● **Exercise requirements**
Where an entry holds an image, leave the image out; otherwise reproduce the entry exactly.

● **Image-grounded pointing data**
☆ ☆ ☆ ☆

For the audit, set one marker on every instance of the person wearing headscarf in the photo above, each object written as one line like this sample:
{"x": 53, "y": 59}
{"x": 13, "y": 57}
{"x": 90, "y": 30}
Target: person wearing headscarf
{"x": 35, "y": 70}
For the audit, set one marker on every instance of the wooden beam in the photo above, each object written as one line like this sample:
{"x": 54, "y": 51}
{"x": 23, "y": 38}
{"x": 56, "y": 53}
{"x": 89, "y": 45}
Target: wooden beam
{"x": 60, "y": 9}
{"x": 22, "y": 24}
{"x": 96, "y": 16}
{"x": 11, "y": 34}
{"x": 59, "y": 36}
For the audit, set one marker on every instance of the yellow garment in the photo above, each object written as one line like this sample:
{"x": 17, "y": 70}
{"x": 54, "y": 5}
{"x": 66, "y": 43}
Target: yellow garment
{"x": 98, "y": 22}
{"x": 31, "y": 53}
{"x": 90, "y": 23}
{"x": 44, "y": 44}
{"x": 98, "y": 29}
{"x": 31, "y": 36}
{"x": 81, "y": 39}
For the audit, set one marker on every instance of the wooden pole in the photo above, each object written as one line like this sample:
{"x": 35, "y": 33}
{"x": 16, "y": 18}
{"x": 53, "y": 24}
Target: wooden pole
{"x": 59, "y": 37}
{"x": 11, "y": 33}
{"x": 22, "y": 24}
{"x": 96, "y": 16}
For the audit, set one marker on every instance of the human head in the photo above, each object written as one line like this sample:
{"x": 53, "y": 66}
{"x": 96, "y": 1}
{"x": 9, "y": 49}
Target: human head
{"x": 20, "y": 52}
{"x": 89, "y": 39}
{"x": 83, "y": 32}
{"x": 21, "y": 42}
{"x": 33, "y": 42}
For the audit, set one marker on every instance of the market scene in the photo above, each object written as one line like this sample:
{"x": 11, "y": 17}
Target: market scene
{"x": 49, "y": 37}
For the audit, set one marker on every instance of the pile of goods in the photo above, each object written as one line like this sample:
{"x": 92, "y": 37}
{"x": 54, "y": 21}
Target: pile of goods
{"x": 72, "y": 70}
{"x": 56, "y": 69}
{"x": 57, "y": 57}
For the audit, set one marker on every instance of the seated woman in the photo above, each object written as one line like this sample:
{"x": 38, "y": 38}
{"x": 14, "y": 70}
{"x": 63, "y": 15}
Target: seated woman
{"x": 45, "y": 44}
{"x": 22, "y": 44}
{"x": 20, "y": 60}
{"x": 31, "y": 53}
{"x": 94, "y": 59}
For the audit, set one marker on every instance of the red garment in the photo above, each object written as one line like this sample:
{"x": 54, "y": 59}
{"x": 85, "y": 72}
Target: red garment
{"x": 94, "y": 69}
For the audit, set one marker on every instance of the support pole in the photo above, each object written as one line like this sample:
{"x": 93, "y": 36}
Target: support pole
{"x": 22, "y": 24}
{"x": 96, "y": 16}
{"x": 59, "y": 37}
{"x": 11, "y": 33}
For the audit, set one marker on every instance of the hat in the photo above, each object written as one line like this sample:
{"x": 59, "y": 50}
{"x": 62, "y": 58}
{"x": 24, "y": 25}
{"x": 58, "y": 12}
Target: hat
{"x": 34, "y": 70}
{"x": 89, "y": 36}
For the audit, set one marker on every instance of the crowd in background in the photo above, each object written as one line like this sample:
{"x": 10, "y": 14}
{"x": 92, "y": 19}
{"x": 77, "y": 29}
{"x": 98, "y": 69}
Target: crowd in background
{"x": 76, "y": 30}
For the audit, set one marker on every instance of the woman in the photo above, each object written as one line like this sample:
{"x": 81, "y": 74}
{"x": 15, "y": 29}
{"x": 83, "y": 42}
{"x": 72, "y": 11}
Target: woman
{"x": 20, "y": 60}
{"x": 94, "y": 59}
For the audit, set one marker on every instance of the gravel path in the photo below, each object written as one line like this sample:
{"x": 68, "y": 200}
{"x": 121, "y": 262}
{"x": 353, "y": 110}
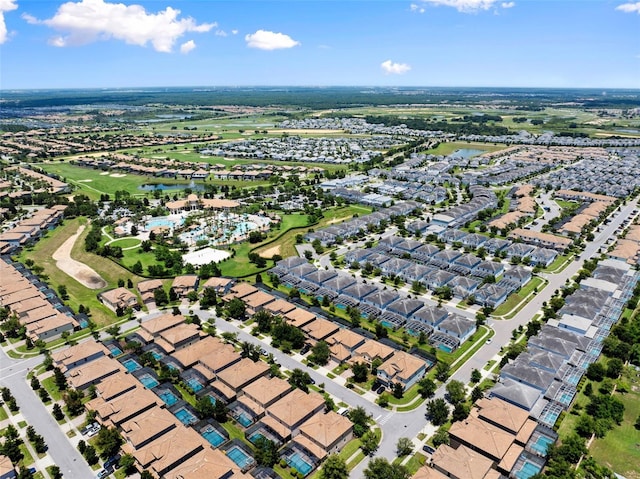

☆ ☆ ☆ ☆

● **Solution to this exercise**
For the audit, set one marker on every instance of the person wearing headscarf in the photo above, each object written as one line like this sample:
{"x": 53, "y": 59}
{"x": 13, "y": 57}
{"x": 90, "y": 30}
Target: person wearing headscarf
{"x": 35, "y": 70}
For the audit, set one marker on every instance of the wooden beam in the photo above, each object written as one line like this sample:
{"x": 54, "y": 51}
{"x": 23, "y": 38}
{"x": 56, "y": 53}
{"x": 89, "y": 45}
Target: wooden beam
{"x": 60, "y": 9}
{"x": 22, "y": 24}
{"x": 96, "y": 16}
{"x": 11, "y": 34}
{"x": 59, "y": 36}
For the audit, set one marker on every instance of the yellow garment in the photo above, each object written as one line like this sample:
{"x": 17, "y": 70}
{"x": 54, "y": 5}
{"x": 66, "y": 43}
Target: yellow garment
{"x": 98, "y": 22}
{"x": 31, "y": 53}
{"x": 90, "y": 23}
{"x": 44, "y": 44}
{"x": 98, "y": 29}
{"x": 31, "y": 36}
{"x": 81, "y": 39}
For the audit, set one marker on every instance of the wooden pole in the photo above, each object written as one line like this sample:
{"x": 35, "y": 33}
{"x": 16, "y": 18}
{"x": 53, "y": 24}
Target: wooden pole
{"x": 59, "y": 37}
{"x": 11, "y": 33}
{"x": 22, "y": 24}
{"x": 96, "y": 16}
For the audit, set one marker on every instance of the human head in the photo above, each object written as one line like this sample:
{"x": 53, "y": 66}
{"x": 96, "y": 1}
{"x": 9, "y": 49}
Target: human head
{"x": 20, "y": 52}
{"x": 89, "y": 39}
{"x": 83, "y": 32}
{"x": 21, "y": 42}
{"x": 33, "y": 42}
For the audit, set one marker on every instance of the market scene in the photo above, each object written as one line like this sample:
{"x": 11, "y": 17}
Target: market scene
{"x": 49, "y": 37}
For the audit, set one marker on every instance of the pile of goods in the photo above, each object written as one line like this sample:
{"x": 92, "y": 37}
{"x": 54, "y": 21}
Target: pile of goods
{"x": 72, "y": 70}
{"x": 56, "y": 69}
{"x": 57, "y": 57}
For the audit, set one marker on every instance of the seated woman in the photo above, each object written as one line like this sample:
{"x": 38, "y": 38}
{"x": 14, "y": 70}
{"x": 63, "y": 15}
Target: seated woman
{"x": 45, "y": 44}
{"x": 22, "y": 44}
{"x": 20, "y": 60}
{"x": 31, "y": 53}
{"x": 94, "y": 59}
For the audit, set one marker on every instance of the red garment in the photo above, each object written as one line like this sample:
{"x": 54, "y": 59}
{"x": 85, "y": 72}
Target: red garment
{"x": 94, "y": 69}
For the audit, set one marker on every instance of the support pole in the photo above, each object written as one line like this sample:
{"x": 93, "y": 36}
Target: support pole
{"x": 22, "y": 24}
{"x": 96, "y": 16}
{"x": 59, "y": 37}
{"x": 11, "y": 33}
For the audit, set one marker on every instance of the hat in the photo above, each object written as one line like this sample:
{"x": 59, "y": 50}
{"x": 62, "y": 58}
{"x": 24, "y": 25}
{"x": 58, "y": 12}
Target: hat
{"x": 34, "y": 70}
{"x": 89, "y": 36}
For the audit, set one marker on every instance of the crowd in background in the photo above, each object written as one line like this sample:
{"x": 10, "y": 14}
{"x": 92, "y": 19}
{"x": 77, "y": 29}
{"x": 98, "y": 69}
Target: crowd in background
{"x": 76, "y": 30}
For the audit, set one marker on every instance of the woman in the photo above, each object written as one line like this sample:
{"x": 81, "y": 74}
{"x": 15, "y": 29}
{"x": 83, "y": 42}
{"x": 72, "y": 11}
Target: woman
{"x": 20, "y": 60}
{"x": 94, "y": 59}
For the audit, set one marker on every instance of the gravel path in the photo below, each object written as one line like this sample:
{"x": 68, "y": 200}
{"x": 121, "y": 262}
{"x": 353, "y": 110}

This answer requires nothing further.